BEGIN DOCUMENT PASSAGE
Ok, i've never studied it with degree, so mind my ignorance, but have i got the concept of Kernal operation correctly..?

From what i understand, mathematicians can plug the variable K into an equation, where k represents the function of two mathematical systems???? Is this right... and if it is... could the system lets suppose be like this...

x^{2}+y^{2} would be the value of K, so the two mathematical functions are working together

(x+\sqrt{2})(x-\sqrt{2})

Or do i have this wrong..?

Any comments are appreciated.

Reiku, you seem to be burdened by a misapprehension. Depending on which space your in, definitions differ slightly, but if I give a couple of examples you might see a pattern.

Suppose f:S \to T is a function on sets, then x,\;y \in \ker (f) \in S if f(x)=f(y) \in T. This induces an equivalence relation on S by "x is f-related to y".

Where there is a closed binary operation on a set, i.e we are working with monoids, groups, vector spaces, rings,....., the definition is a bit tighter. Suppose \sigma:G \to H is a group homomorphism. Then h \in \ker(\sigma) \in G if \sigma(h) =e_H, the identity on H. This is nice, as it means that \sigma(e_G) \in \ker(\sigma) so it can be a subgroup of G (in fact it's a normal subgroup).

The general definition for vector spaces is similar, where the identity is taken to be the 0-vector.

For an inner product space we have: let g:V \times V \to \mathbb{R} be a bilinear form. Then v \in \ker(g) if g(v,w) = 0 (number zero, note), for fixed v and all w

Thanks you
END DOCUMENT PASSAGE
BEGIN MATERIAL
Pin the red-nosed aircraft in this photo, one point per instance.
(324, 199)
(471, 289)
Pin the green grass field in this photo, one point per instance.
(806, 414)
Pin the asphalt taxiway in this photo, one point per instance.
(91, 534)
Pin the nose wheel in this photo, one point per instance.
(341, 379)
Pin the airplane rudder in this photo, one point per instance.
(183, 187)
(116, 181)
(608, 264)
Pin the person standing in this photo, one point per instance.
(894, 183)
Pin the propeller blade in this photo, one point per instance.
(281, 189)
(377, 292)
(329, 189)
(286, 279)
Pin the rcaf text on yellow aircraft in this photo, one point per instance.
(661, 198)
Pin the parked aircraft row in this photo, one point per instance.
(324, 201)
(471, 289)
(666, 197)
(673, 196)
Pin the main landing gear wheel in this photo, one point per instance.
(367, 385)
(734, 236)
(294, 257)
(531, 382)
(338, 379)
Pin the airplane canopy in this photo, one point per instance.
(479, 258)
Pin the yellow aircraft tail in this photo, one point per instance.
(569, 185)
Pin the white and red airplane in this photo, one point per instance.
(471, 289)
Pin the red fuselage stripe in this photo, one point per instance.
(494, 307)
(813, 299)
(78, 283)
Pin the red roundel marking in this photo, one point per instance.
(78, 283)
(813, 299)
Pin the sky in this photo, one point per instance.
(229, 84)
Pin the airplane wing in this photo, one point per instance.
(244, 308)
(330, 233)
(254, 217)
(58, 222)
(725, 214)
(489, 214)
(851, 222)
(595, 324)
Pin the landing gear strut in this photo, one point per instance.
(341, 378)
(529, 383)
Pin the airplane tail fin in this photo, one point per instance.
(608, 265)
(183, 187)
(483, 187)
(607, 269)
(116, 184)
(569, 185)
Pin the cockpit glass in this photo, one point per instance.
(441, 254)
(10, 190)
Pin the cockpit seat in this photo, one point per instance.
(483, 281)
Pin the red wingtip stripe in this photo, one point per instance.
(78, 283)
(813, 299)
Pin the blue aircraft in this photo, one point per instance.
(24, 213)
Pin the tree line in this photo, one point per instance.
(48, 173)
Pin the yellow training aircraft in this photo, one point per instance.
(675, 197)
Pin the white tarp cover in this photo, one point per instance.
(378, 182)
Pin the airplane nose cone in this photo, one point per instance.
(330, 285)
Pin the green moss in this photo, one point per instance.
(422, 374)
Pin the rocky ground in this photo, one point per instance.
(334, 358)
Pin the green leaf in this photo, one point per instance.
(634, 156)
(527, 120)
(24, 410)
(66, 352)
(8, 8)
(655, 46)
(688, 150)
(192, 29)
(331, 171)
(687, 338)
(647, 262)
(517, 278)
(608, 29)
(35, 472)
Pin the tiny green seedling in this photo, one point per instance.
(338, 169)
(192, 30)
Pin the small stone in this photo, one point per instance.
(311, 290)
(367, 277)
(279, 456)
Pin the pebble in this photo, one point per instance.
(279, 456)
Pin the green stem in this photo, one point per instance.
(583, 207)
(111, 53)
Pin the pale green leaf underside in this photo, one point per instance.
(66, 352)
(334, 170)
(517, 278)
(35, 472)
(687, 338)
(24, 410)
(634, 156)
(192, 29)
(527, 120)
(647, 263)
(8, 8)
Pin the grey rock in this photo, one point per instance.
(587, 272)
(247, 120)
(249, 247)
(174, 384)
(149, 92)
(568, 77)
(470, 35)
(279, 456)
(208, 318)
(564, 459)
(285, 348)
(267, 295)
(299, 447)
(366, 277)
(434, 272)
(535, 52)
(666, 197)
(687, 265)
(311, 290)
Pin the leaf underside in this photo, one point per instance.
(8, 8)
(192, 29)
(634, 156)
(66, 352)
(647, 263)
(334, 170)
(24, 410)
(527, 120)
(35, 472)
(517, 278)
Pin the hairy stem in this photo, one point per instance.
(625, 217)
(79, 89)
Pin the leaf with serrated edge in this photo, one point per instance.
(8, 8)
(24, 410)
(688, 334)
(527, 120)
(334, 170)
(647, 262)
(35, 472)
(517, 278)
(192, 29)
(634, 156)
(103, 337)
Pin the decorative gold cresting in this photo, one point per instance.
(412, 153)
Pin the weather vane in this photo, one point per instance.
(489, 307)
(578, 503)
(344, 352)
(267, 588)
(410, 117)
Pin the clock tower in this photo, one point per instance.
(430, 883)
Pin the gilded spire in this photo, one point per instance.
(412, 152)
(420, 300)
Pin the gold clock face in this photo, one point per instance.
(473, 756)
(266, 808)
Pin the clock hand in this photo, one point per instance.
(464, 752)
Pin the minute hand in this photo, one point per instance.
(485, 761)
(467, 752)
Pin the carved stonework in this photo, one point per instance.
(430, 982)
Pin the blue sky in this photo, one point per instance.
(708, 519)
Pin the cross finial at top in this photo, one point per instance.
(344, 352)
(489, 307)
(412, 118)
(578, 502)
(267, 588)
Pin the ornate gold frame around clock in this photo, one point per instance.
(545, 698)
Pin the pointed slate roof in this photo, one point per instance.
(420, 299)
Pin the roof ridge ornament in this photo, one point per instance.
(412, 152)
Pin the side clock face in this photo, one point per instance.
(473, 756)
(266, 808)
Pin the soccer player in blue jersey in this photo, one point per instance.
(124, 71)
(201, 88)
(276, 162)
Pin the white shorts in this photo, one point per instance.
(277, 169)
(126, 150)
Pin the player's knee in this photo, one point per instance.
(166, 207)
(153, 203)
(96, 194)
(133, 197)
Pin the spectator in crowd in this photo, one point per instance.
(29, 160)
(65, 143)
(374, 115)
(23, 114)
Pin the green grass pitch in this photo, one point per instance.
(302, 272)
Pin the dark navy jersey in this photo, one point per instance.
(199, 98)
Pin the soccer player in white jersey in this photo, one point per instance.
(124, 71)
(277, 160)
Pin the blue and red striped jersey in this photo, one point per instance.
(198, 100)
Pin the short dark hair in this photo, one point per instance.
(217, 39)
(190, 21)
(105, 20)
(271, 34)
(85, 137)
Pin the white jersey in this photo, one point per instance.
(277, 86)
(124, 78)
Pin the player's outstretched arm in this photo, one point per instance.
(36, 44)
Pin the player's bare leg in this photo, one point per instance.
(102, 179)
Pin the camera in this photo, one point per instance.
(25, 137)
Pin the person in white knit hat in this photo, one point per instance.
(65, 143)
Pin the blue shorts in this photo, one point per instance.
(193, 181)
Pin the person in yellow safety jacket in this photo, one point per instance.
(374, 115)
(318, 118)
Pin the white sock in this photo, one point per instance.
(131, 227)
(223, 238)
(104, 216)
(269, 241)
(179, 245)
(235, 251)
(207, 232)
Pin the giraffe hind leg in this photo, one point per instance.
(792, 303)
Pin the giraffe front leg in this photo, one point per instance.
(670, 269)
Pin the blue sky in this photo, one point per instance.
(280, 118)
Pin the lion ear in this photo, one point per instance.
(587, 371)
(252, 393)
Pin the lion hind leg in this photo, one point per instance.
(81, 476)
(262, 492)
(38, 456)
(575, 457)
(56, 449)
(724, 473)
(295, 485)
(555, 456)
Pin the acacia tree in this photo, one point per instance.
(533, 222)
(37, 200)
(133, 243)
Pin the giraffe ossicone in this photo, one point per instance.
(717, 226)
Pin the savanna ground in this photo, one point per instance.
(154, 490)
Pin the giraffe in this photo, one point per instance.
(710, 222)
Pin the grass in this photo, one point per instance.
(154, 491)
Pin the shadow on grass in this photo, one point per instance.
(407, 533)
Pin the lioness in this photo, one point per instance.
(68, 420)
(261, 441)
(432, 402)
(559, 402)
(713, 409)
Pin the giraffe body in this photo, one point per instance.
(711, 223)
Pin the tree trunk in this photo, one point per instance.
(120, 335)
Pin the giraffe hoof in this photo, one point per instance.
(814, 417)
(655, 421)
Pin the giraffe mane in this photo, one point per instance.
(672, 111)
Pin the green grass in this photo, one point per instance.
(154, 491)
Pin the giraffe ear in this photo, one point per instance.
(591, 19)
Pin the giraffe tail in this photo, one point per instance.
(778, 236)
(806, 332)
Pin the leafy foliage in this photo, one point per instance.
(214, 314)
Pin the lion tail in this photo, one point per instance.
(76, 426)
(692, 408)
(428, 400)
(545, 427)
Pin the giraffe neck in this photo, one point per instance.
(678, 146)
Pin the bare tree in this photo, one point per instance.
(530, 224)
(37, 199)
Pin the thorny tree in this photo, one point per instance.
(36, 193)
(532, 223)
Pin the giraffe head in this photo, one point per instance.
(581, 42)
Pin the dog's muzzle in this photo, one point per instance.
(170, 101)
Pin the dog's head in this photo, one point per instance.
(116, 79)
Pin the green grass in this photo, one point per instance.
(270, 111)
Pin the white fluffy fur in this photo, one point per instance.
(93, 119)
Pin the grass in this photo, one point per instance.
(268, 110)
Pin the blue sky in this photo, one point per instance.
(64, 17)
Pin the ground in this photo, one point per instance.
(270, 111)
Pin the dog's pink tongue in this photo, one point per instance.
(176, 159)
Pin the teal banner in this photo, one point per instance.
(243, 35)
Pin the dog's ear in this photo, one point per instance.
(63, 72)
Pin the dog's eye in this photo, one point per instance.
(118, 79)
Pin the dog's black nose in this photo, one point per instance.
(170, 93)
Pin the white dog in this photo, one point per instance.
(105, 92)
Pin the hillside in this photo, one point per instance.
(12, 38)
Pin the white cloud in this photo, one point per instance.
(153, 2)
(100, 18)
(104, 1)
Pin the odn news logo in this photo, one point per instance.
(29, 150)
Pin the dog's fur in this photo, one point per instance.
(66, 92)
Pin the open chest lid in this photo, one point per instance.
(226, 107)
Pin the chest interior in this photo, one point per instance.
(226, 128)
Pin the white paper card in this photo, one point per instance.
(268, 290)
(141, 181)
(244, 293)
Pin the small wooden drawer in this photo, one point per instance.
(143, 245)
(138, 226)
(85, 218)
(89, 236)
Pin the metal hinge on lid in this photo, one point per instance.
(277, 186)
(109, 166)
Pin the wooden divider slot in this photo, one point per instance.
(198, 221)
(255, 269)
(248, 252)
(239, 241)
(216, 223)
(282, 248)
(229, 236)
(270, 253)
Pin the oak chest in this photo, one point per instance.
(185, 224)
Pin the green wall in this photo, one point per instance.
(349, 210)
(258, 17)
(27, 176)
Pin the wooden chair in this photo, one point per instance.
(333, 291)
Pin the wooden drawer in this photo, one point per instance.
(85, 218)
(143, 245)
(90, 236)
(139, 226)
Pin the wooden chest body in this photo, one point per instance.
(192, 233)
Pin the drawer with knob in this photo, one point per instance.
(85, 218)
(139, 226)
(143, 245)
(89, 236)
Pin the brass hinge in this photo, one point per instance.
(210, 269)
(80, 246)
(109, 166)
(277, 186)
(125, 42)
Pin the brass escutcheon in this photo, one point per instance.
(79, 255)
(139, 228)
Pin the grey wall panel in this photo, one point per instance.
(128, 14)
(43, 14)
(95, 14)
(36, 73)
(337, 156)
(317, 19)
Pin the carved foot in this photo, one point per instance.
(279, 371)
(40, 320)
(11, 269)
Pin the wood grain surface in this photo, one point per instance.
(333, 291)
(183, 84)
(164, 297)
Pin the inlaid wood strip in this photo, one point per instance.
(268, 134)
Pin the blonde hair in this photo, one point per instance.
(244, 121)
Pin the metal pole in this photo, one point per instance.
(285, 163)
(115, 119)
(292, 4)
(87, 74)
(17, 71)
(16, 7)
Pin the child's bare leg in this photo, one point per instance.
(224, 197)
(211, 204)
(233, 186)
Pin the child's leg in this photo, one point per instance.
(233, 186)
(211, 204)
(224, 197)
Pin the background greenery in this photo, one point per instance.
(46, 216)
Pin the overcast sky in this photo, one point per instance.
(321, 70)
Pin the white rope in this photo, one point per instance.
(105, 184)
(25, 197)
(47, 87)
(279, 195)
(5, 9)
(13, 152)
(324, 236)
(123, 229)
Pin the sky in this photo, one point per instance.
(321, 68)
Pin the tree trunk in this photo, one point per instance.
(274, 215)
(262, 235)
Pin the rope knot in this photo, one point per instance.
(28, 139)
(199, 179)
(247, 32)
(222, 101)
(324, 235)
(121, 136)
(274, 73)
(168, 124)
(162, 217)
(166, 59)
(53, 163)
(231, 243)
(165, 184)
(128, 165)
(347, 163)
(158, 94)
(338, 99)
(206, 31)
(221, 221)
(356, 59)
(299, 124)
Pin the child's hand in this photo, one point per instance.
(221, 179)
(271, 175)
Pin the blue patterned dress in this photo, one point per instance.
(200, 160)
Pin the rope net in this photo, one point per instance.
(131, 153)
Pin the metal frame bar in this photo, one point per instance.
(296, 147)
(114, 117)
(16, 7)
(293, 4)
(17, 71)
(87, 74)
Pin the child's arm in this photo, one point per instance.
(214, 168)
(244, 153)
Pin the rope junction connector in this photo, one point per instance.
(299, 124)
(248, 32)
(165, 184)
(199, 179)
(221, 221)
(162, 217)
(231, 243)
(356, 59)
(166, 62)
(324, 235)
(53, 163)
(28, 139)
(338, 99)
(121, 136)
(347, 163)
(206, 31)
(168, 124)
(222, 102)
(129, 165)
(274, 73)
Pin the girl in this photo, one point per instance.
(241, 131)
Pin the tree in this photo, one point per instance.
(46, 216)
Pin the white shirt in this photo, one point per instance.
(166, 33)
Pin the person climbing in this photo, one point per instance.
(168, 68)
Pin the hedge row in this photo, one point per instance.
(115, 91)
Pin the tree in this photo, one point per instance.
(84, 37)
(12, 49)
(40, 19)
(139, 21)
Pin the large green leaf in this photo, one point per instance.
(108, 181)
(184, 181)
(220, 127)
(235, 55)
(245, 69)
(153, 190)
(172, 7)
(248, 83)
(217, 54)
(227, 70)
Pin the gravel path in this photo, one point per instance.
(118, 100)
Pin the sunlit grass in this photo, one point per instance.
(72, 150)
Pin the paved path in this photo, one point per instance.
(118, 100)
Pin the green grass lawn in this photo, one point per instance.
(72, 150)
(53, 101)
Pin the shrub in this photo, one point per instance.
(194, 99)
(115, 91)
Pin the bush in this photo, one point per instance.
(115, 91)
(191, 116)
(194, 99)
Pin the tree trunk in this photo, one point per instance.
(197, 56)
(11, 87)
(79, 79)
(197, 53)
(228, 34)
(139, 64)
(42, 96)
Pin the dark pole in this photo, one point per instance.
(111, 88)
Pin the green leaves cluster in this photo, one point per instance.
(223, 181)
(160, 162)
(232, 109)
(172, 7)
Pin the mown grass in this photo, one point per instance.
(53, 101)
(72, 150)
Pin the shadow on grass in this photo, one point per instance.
END MATERIAL
## TASK TO CARRY OUT
In the forum thread on kernels, what is taken as the identity in the general definition of the kernel for vector spaces?

## WRITTEN RESPONSE
The 0-vector.